● **PROBLEM DETAILS**
Locate each of the lines below that contains the string "wiper" and copy those lines in full.

● **GIVEN INFORMATION**
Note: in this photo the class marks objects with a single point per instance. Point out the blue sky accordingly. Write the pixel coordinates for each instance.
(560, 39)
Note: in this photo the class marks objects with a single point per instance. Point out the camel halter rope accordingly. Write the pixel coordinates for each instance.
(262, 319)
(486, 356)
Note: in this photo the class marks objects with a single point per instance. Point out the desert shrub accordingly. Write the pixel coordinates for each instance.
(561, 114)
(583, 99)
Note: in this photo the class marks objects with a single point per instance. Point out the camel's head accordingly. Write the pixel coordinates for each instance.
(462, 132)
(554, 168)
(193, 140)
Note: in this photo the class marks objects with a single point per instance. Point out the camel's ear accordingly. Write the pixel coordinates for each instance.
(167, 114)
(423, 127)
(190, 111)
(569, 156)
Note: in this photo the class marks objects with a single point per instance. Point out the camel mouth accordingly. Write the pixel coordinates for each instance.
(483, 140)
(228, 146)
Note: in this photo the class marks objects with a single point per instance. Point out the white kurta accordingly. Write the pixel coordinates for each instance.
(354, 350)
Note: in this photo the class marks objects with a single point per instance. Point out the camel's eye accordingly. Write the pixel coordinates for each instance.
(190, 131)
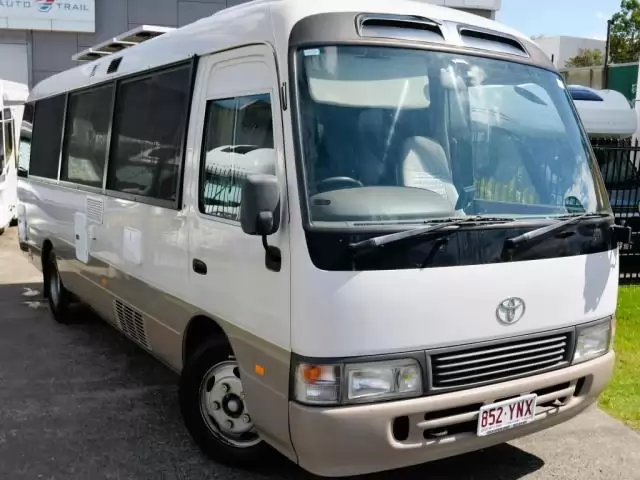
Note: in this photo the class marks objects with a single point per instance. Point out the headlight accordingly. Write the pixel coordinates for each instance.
(593, 341)
(357, 382)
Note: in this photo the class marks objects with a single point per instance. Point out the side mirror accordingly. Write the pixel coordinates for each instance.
(260, 206)
(260, 213)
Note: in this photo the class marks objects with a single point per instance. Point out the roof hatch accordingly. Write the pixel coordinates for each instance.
(125, 40)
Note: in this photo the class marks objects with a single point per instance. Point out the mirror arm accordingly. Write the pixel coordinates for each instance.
(273, 256)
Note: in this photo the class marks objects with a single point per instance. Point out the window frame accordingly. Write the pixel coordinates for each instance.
(177, 204)
(203, 148)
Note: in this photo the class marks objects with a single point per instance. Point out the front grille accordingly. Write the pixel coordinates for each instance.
(498, 362)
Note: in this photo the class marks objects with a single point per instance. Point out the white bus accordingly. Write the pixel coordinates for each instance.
(325, 219)
(12, 98)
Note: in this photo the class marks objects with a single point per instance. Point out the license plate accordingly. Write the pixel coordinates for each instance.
(501, 416)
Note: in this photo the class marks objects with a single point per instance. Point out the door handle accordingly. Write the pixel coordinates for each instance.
(199, 267)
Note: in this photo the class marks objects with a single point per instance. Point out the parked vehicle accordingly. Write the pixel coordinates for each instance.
(349, 248)
(12, 98)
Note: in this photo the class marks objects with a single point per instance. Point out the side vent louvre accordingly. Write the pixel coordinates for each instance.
(113, 66)
(488, 40)
(131, 323)
(95, 209)
(399, 26)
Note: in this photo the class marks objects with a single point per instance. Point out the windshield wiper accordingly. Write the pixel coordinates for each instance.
(441, 225)
(548, 230)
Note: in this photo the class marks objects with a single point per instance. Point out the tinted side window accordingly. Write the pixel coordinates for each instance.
(24, 153)
(47, 133)
(149, 128)
(86, 137)
(238, 142)
(584, 95)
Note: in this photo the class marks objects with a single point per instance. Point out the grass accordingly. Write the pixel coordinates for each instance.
(622, 398)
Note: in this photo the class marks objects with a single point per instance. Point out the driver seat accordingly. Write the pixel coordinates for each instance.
(425, 165)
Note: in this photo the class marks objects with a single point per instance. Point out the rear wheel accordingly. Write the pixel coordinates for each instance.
(59, 296)
(212, 400)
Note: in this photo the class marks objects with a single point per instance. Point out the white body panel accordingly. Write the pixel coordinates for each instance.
(611, 118)
(301, 309)
(12, 97)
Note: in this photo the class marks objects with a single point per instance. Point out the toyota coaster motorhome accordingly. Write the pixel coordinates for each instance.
(329, 219)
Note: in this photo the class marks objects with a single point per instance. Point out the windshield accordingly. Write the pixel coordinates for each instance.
(394, 134)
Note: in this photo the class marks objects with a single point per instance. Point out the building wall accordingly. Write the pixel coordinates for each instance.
(562, 48)
(30, 57)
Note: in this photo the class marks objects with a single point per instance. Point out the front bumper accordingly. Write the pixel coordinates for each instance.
(360, 439)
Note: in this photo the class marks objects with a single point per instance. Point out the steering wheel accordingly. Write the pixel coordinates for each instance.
(346, 181)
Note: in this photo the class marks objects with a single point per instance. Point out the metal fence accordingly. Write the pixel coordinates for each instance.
(619, 161)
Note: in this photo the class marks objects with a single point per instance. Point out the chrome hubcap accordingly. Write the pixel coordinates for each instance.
(223, 407)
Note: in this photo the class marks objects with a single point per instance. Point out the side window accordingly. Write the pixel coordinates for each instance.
(148, 134)
(24, 153)
(47, 135)
(238, 142)
(86, 134)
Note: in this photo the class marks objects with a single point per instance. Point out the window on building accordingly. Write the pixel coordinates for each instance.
(584, 94)
(49, 117)
(238, 142)
(24, 152)
(7, 138)
(148, 134)
(86, 137)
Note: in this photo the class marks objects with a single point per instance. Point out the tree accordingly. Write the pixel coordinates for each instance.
(625, 33)
(586, 57)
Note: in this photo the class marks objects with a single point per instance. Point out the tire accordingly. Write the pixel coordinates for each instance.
(203, 418)
(59, 296)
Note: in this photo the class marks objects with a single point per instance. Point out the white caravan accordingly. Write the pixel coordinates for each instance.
(604, 113)
(326, 219)
(12, 98)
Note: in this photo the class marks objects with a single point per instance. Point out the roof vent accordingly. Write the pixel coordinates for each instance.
(489, 40)
(123, 41)
(399, 26)
(113, 66)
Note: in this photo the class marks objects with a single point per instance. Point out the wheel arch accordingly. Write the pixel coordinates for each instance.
(200, 329)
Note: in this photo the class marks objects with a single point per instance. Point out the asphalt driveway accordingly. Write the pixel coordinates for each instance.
(82, 402)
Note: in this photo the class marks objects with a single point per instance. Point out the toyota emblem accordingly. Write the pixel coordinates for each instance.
(510, 310)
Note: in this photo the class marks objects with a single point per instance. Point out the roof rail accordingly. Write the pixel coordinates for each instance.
(124, 40)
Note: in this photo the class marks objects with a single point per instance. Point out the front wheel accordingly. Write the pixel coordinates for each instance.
(212, 400)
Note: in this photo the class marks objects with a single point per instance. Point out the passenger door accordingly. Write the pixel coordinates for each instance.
(236, 130)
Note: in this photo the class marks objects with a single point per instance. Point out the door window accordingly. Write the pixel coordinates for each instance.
(238, 141)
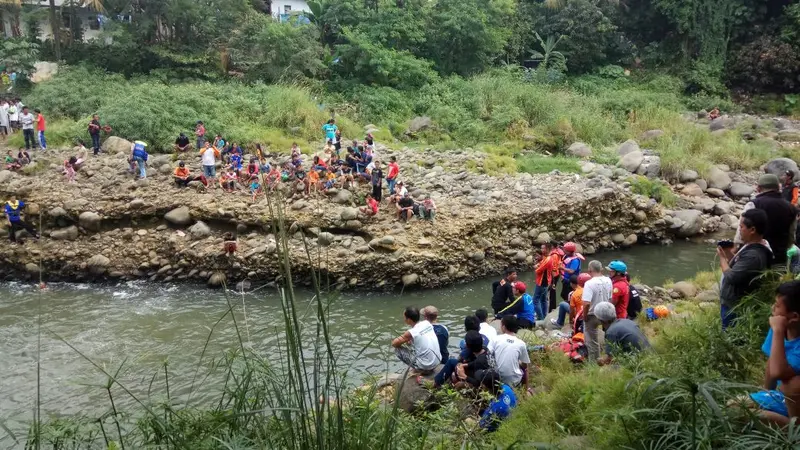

● **REPLY**
Note: in this photo the class marks objects with a single point per instance. Point out the windshield wiper accordingly. Write the pixel coordinates for each instance.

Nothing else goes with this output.